**Kutipan Teks**
________________________________________

P.SIANTAR, HR – Lelang pengadaan meubelair pengadaan meja dan kursi SD dengan nilai HPS sebesar Rp 4.730.000.000 akhirnya dimenangkan CV Arga Alam Perkasa dengan penawaran 4.378.000.000. Sedangkan penawaran terendah Rp 3.400.210.000 dari PT Gorga Mitra Bangunan, dikalahkan tanpa klarifikasi dan alasan sepele. Bayangkan selisih penawaran tersebut mencapai Rp 977.790.000.
Menurut owner PT Gorga Mitra Bangunan, Luhut Simanjuntak, Jumat (20/10), kecurigaan pihaknya terkait dugaan keberpihakan PPK/Pokja kepada rekanan tertentu menjadi kenyataan. Penawaran pemenang sangat merugikan keuangan negara, karena keuntungan negara sebesar Rp 977.790.000 dibuang begitu saja.
Luhut menjelaskan bahwa penawarannya dikalahkan dengan tiga alasan yang dinilainya mengada-ada dan tidak professional.
“Jadi tidak benar yang dikatakan oleh panitia. Justru bangku dapat masuk pada sisi yang satu. Sedangkan sisi yang satunya tertutup agar menutup kaki dan bagian lainnya dari siswi,” ujarnya.
“Harap panitia memeriksa ulang. Dalam hal ini sangat disayangkan panitia tidak teliti atau diduga sudah sengaja hanya mencari celah kesalahan, tapi disayangkan mengada-ada,” ujarnya lagi.
Luhut juga melihat bahwa panitia telah menetapkan persyaratan kualifikasi untuk perusahaan non kecil, hal ini menandakan bahwa panitia tidak memahami Perpres No 54 tahun 2010 dan perubahannya.
“Dalam pasal 100 ayat 1 disebutkan, “Dalam Pengadaan Barang/Jasa, PA/KPA wajib memperluas peluang Usaha Mikro dan Usaha Kecil serta koperasi kecil,” jelasnya. Jadi, pasal ini sangat jelas penafsirannya bahwa “perusahaan kecil” harus diperluas peluang usahanya, bukan dibatasi dan dipersempit.
Pasal 100 ayat 3, disebutkan, “Nilai paket pekerjaan Pengadaan Barang/Pekerjaan Konstruksi/ Jasa Lainnya sampai dengan Rp2.500.000.000, diperuntukan bagi Usaha Mikro dan Usaha Kecil serta koperasi kecil, kecuali untuk paket pekerjaan yang menuntut kompetensi teknis yang tidak dapat dipenuhi oleh Usaha Mikro dan Usaha Kecil serta koperasi kecil.”

________________________________________

**Data yang Ditampilkan**

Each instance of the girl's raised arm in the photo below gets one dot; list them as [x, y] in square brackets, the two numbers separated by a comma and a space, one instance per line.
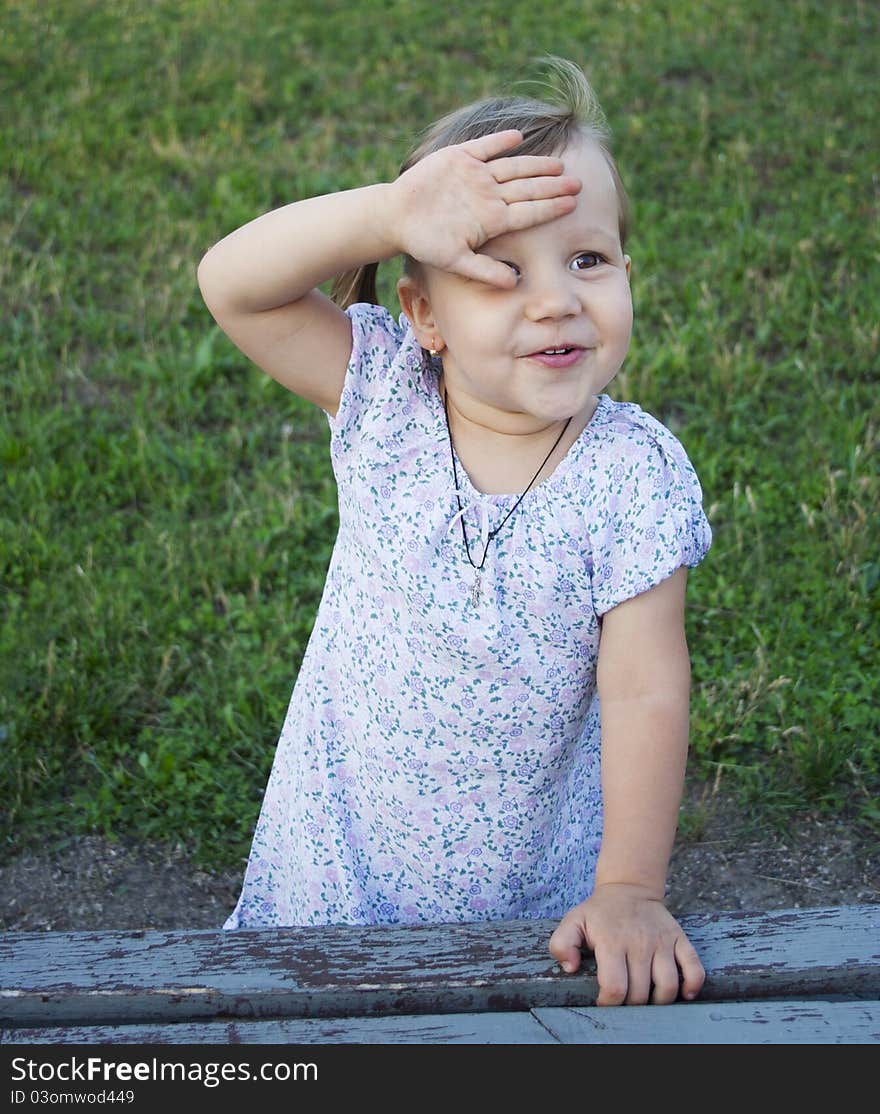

________________________________________

**Deskripsi Latihan**
Lanjutkan kutipan teks tentang lelang pengadaan meja dan kursi SD, dimulai tepat setelah kalimat terakhir yang ditampilkan.

**Hasil Tugas**
Dalam penjelasan Perpres No 54/2010 Pasal 100 ayat 3 disebutkan bahwa yang dimaksud dengan kompetensi teknis adalah memiliki kemampuan sumber daya manusia, teknis, modal dan peralatan yang cukup, contohnya pengadaan kendaraan, peralatan elektronik presisi tinggi, percetakan dengan security paper, walaupun nilainya dibawah Rp2.500.000.000, diberikan kepada Penyedia Barang/Jasa yang bukan Usaha Mikro, Kecil dan Menengah serta koperasi kecil.
Dari sumber hukum di atas, apakah ada kalimat yang membatasi usaha kecil HANYA boleh mengikuti pengadaan yang bernilai sampai dengan Rp2,5 M?
Kalimat pada Pasal 100 ayat 3 di atas merupakan kalimat perlindungan bagi Usaha Kecil yang menekankan bahwa pekerjaan yang bernilai sampai dengan Rp 2,5 M HANYA BOLEH diikuti oleh usaha kecil. Hal ini agar usaha non kecil tidak melahap semua pengadaan yang ada sehingga dapat mematikan usaha kecil.
Luhut mempertanyakan Lembar Data Pemilihan (LDP) pada poin M ditetapkan bahwa lelang ini menggunakan “sistim nilai”. Sementara pada lembar depan dokumen lelang metode evaluasi adalah system gugur. Ada kesimpangsiuran yang membuat kegaduhan bagi peserta tender. Dan hal ini bisa menjadi “kunci” bagi panitia untuk menggugurkan peserta yang bukan pinangannya.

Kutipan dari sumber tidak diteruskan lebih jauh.